Start of Reading passage
Law enforcement leaders around Wisconsin say it’s “disturbing” that 12,000 DNA samples from convicted felons are missing from a state database. Attorney General JB Van Hollen announced the missing samples yesterday, after it was learned that the state lost a sample submitted by alleged Milwaukee serial killer Walter Ellis when he was in prison for another offense in 2001.
Prosecutors said it allowed Ellis to go free, and kill at least one other woman before he was arrested two weeks ago. He’s charged with killing seven prostitutes in Milwaukee since 1986. Van Hollen said his agency learned that an imposter provided Ellis’s DNA sample at the Oshkosh prison and a Crime Lab analyst never told anyone after finding that something was amiss. Since 2000, all convicted felons have been required to leave DNA samples.
AUDIO: JB Van Hollen (MP3 :15)
The samples have provided evidence that not only solves crimes but frees those who were wrongly convicted.
State Justice official Gary Hamblen said many criminals got lost in the shuffle when the DNA sample law first took effect. Others never went to prison, and some authorities may not have thought it was important to get those samples. Hamblen is not sure how many felons are on the streets today who have not given their DNA but he’ll find out.
The omissions took place during the terms of three attorneys general; Van Hollen, Peg Lautenschlager, and now-Governor Jim Doyle. Van Hollen said he inherited the problem, and he did not suggest that anyone be held accountable.
But Milwaukee County Sheriff David Clarke said heads must roll. He said, “Let’s go ask the victims of unsolved sexual assaults or other crimes if they feel anybody needs to be held accountable.”
At least two lawmakers, both from Milwaukee, have called for further action. State Representative Leon Young wants lawmakers to direct the Legislative Audit Bureau to probe the matter. State Senator Spencer Coggs wants a special DNA task force created to coordinate collection of the missing material.
End of Reading passage
How to complete this task
Copy the passage from the Wisconsin news report on missing DNA samples word for word, from "Prosecutors said it" to "Hollen (MP3 :15)".
Start of Provided information
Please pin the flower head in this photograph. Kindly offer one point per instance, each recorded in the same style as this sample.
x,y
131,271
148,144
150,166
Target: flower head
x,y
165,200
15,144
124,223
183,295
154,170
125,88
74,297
End of Provided information
Output of the exercise
Prosecutors said it allowed Ellis to go free, and kill at least one other woman before he was arrested two weeks ago. He’s charged with killing seven prostitutes in Milwaukee since 1986. Van Hollen said his agency learned that an imposter provided Ellis’s DNA sample at the Oshkosh prison and a Crime Lab analyst never told anyone after finding that something was amiss. Since 2000, all convicted felons have been required to leave DNA samples.
AUDIO: JB Van Hollen (MP3 :15)